Exercise directions. Can you put the lines from the first one through the line containing "box: [344, 188, 355, 241]", both included, into a Markdown table with columns No. and Text? Omit blank lines and leave the pictures out.

[[ Data records, beginning ]]

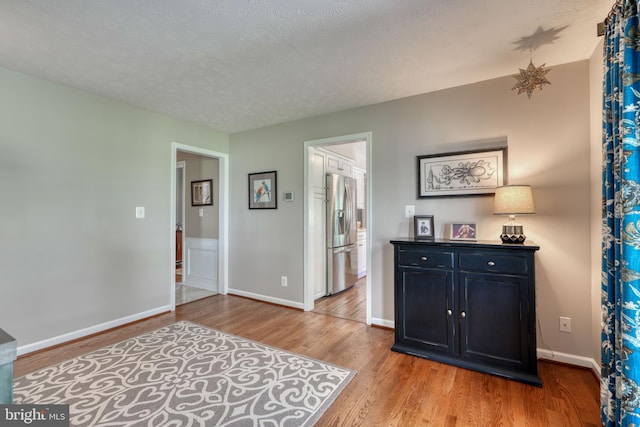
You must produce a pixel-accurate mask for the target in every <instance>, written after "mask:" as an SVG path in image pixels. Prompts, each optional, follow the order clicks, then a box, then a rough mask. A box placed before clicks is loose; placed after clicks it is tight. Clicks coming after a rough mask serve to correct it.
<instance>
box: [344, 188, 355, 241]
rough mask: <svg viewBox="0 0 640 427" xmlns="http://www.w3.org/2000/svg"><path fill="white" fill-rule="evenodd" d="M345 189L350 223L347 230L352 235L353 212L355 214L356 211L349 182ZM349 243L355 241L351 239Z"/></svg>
mask: <svg viewBox="0 0 640 427" xmlns="http://www.w3.org/2000/svg"><path fill="white" fill-rule="evenodd" d="M345 190H346V191H345V192H346V195H347V206H346V207H347V209H346V210H347V224H348V230H346V232H347V236H350V235H351V229H352V228H353V214H354V212H353V209H352V207H353V204H352V201H351V187H350V186H349V184H346V185H345ZM349 243H354V242H352V241H350V240H349Z"/></svg>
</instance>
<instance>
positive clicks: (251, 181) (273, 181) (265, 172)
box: [249, 171, 278, 209]
mask: <svg viewBox="0 0 640 427" xmlns="http://www.w3.org/2000/svg"><path fill="white" fill-rule="evenodd" d="M277 177H278V173H277V172H276V171H271V172H257V173H250V174H249V209H277V208H278V197H277V194H278V189H277V184H278V183H277Z"/></svg>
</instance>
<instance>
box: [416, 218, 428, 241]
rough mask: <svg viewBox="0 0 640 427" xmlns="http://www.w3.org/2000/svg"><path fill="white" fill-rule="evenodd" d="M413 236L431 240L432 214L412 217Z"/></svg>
mask: <svg viewBox="0 0 640 427" xmlns="http://www.w3.org/2000/svg"><path fill="white" fill-rule="evenodd" d="M413 237H414V239H416V240H433V215H415V216H414V217H413Z"/></svg>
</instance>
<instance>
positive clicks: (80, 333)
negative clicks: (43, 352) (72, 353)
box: [18, 305, 171, 356]
mask: <svg viewBox="0 0 640 427" xmlns="http://www.w3.org/2000/svg"><path fill="white" fill-rule="evenodd" d="M168 311H171V306H170V305H165V306H163V307H158V308H154V309H152V310H148V311H144V312H142V313H137V314H133V315H131V316H127V317H122V318H120V319H115V320H112V321H110V322H105V323H101V324H99V325H95V326H91V327H88V328H84V329H79V330H77V331H74V332H69V333H68V334H64V335H59V336H57V337H53V338H48V339H46V340H42V341H38V342H35V343H32V344H26V345H22V346H19V347H18V356H20V355H22V354H27V353H31V352H34V351H37V350H42V349H43V348H47V347H51V346H54V345H58V344H62V343H65V342H67V341H72V340H75V339H78V338H83V337H86V336H88V335H91V334H95V333H98V332H103V331H106V330H107V329H111V328H116V327H118V326H122V325H125V324H127V323H131V322H135V321H138V320H141V319H145V318H147V317H151V316H155V315H156V314H161V313H166V312H168Z"/></svg>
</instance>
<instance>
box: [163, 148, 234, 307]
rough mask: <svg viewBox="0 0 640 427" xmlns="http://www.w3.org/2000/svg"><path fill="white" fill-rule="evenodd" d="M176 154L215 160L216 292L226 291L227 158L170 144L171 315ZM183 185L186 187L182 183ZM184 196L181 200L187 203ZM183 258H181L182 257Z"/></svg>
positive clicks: (170, 263) (227, 204)
mask: <svg viewBox="0 0 640 427" xmlns="http://www.w3.org/2000/svg"><path fill="white" fill-rule="evenodd" d="M178 151H182V152H185V153H191V154H197V155H199V156H203V157H210V158H213V159H218V162H219V163H218V164H219V171H218V177H217V178H218V182H219V185H218V186H217V188H218V191H219V192H220V194H219V197H218V200H219V204H220V206H219V207H218V209H219V215H218V230H219V232H218V233H219V235H218V242H219V244H218V291H219V293H221V294H224V295H226V294H227V292H228V289H229V282H228V277H229V155H228V154H227V153H220V152H218V151H212V150H207V149H206V148H200V147H194V146H191V145H185V144H180V143H177V142H172V143H171V198H170V199H171V215H170V223H169V229H170V240H169V241H170V242H171V243H172V244H171V245H170V246H171V260H172V261H171V263H170V265H171V281H170V283H171V292H170V295H171V297H170V299H171V311H175V309H176V292H175V288H176V263H175V260H176V210H175V206H176V167H177V158H178ZM185 185H186V183H185ZM186 197H187V196H186V194H185V195H183V198H184V199H186ZM183 237H184V236H183ZM183 256H184V254H183Z"/></svg>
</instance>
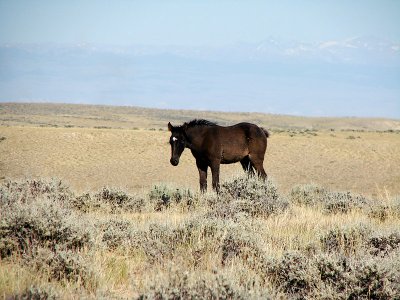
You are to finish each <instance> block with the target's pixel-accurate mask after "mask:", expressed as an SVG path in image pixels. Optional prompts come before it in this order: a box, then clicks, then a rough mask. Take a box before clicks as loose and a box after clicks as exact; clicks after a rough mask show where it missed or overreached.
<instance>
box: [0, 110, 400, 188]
mask: <svg viewBox="0 0 400 300" xmlns="http://www.w3.org/2000/svg"><path fill="white" fill-rule="evenodd" d="M193 118H207V119H210V120H213V121H217V122H219V123H221V124H234V123H235V122H239V121H250V122H255V123H256V124H259V125H260V126H263V127H265V128H267V129H269V130H270V131H271V138H270V139H269V145H268V149H267V153H266V157H265V162H264V166H265V169H266V170H267V173H268V174H269V176H270V177H271V178H273V179H274V180H275V182H276V183H277V184H278V186H279V187H280V188H282V189H283V190H284V191H288V190H289V189H290V188H291V187H292V186H293V185H295V184H303V183H312V182H313V183H317V184H321V185H324V186H327V187H330V188H333V189H336V190H351V191H357V192H360V193H364V194H375V195H377V194H379V193H383V192H388V193H390V194H399V193H400V184H399V183H400V168H399V167H398V166H399V165H400V151H399V150H398V149H400V134H399V133H400V131H399V130H400V121H396V120H385V119H356V118H338V119H335V118H302V117H291V116H278V115H262V114H244V113H243V114H241V113H236V114H234V113H214V112H193V111H173V110H150V109H139V108H121V107H106V106H84V105H83V106H81V105H56V104H1V105H0V124H1V125H0V126H1V127H0V138H3V140H2V141H1V142H0V179H1V180H4V179H5V178H24V177H28V178H32V177H45V178H49V177H58V178H60V179H63V180H65V181H66V182H67V183H68V184H70V185H71V187H72V188H73V189H75V190H77V191H80V192H81V191H85V190H92V189H98V188H100V187H102V186H105V185H109V186H115V187H121V188H124V189H125V190H127V191H129V192H137V191H139V190H142V189H148V188H149V187H150V186H151V185H153V184H154V183H159V182H166V183H171V184H174V185H176V186H187V187H190V188H192V189H197V188H198V173H197V169H196V167H195V162H194V159H193V157H192V155H191V153H190V151H188V150H186V151H185V152H184V154H183V157H182V160H181V163H180V165H179V166H178V167H173V166H171V165H170V164H169V158H170V147H169V145H168V139H169V133H168V131H166V124H167V123H168V121H171V122H172V123H173V124H182V123H183V122H184V121H188V120H191V119H193ZM160 129H161V130H160ZM238 172H241V168H240V165H239V164H234V165H224V166H223V167H222V171H221V177H222V179H223V180H224V179H227V178H230V177H231V176H232V175H234V174H237V173H238Z"/></svg>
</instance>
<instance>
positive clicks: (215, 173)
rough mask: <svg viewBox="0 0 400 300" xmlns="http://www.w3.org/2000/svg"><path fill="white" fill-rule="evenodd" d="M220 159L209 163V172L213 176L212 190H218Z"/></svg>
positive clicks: (216, 191)
mask: <svg viewBox="0 0 400 300" xmlns="http://www.w3.org/2000/svg"><path fill="white" fill-rule="evenodd" d="M220 163H221V162H220V161H216V162H213V163H212V164H211V173H212V177H213V190H214V191H216V192H217V193H218V192H219V167H220Z"/></svg>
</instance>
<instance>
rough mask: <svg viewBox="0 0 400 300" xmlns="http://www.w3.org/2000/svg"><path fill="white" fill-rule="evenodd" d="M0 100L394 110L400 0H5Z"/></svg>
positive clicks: (70, 102) (363, 112) (274, 109)
mask: <svg viewBox="0 0 400 300" xmlns="http://www.w3.org/2000/svg"><path fill="white" fill-rule="evenodd" d="M0 102H65V103H85V104H106V105H129V106H141V107H153V108H167V109H168V108H171V109H194V110H213V111H235V112H241V111H243V112H264V113H277V114H287V115H304V116H339V117H340V116H359V117H388V118H400V2H397V1H352V2H351V3H349V2H346V1H313V2H298V1H283V2H279V3H275V2H270V1H247V2H242V1H234V2H232V1H218V2H212V1H202V2H199V1H178V0H175V1H168V2H165V1H147V2H144V1H124V0H120V1H114V2H111V1H84V2H80V1H71V2H53V1H44V0H41V1H35V2H31V1H24V0H16V1H4V0H3V1H1V0H0Z"/></svg>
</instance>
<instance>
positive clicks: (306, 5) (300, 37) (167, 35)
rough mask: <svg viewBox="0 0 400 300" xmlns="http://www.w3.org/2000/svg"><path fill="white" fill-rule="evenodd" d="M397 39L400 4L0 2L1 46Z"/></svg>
mask: <svg viewBox="0 0 400 300" xmlns="http://www.w3.org/2000/svg"><path fill="white" fill-rule="evenodd" d="M365 35H373V36H378V37H383V38H388V39H392V40H393V39H394V40H399V39H400V1H395V0H392V1H388V0H380V1H378V0H376V1H371V0H364V1H360V0H352V1H343V0H336V1H329V0H327V1H311V0H309V1H307V0H306V1H296V0H293V1H287V0H286V1H224V0H220V1H215V0H213V1H210V0H204V1H193V0H192V1H191V0H182V1H176V0H175V1H134V0H132V1H128V0H114V1H104V0H96V1H88V0H83V1H82V0H81V1H76V0H75V1H74V0H71V1H54V0H46V1H43V0H37V1H30V0H28V1H23V0H8V1H7V0H1V1H0V42H1V43H10V42H20V43H43V42H56V43H84V42H86V43H104V44H151V45H213V46H218V45H223V44H227V43H235V42H239V41H243V42H257V41H260V40H262V39H264V38H266V37H268V36H278V37H285V38H291V39H300V40H306V41H315V40H330V39H343V38H349V37H353V36H365Z"/></svg>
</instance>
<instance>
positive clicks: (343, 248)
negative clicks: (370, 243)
mask: <svg viewBox="0 0 400 300" xmlns="http://www.w3.org/2000/svg"><path fill="white" fill-rule="evenodd" d="M370 234H371V230H370V229H369V228H368V227H366V226H364V225H358V226H350V227H336V228H333V229H331V230H329V231H328V232H327V233H326V234H324V235H322V236H321V238H320V241H321V245H322V249H323V250H324V251H335V252H339V253H354V252H355V251H357V250H360V248H361V249H362V246H363V245H365V243H366V241H367V238H368V237H369V235H370Z"/></svg>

[[ Data records, end ]]

Answer space.
| No. | Text |
|---|---|
| 1 | You must produce a pixel-accurate mask for the target in every <instance>, written after "mask:" as an SVG path in image pixels. Prompts, each optional, follow the order clicks, then a box, then a rough mask. A box placed before clicks is loose; placed after clicks it is tight. Clicks coming after a rough mask serve to correct it. |
| 2 | <instance> |
| 3 | box: [344, 188, 355, 241] |